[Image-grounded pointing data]

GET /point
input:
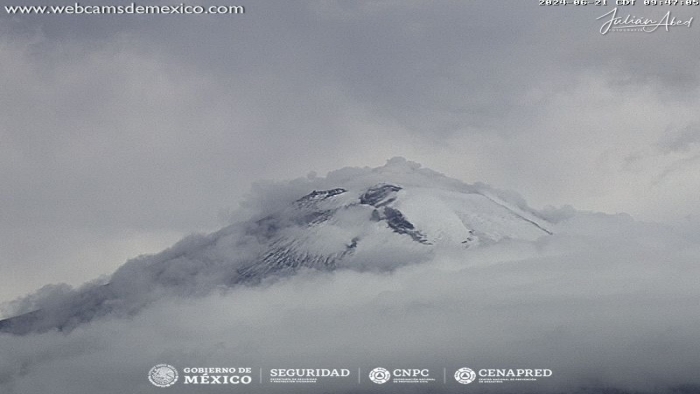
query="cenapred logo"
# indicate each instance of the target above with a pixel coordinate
(379, 375)
(465, 375)
(163, 375)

_TASK INSTRUCTIONS_
Each word of the data should be repeated exactly, and the pictures left out.

_TASK OUTPUT_
GET /point
input:
query="cenapred logo"
# indicate each instance of the target above with a pixel coordinate
(379, 375)
(465, 375)
(163, 375)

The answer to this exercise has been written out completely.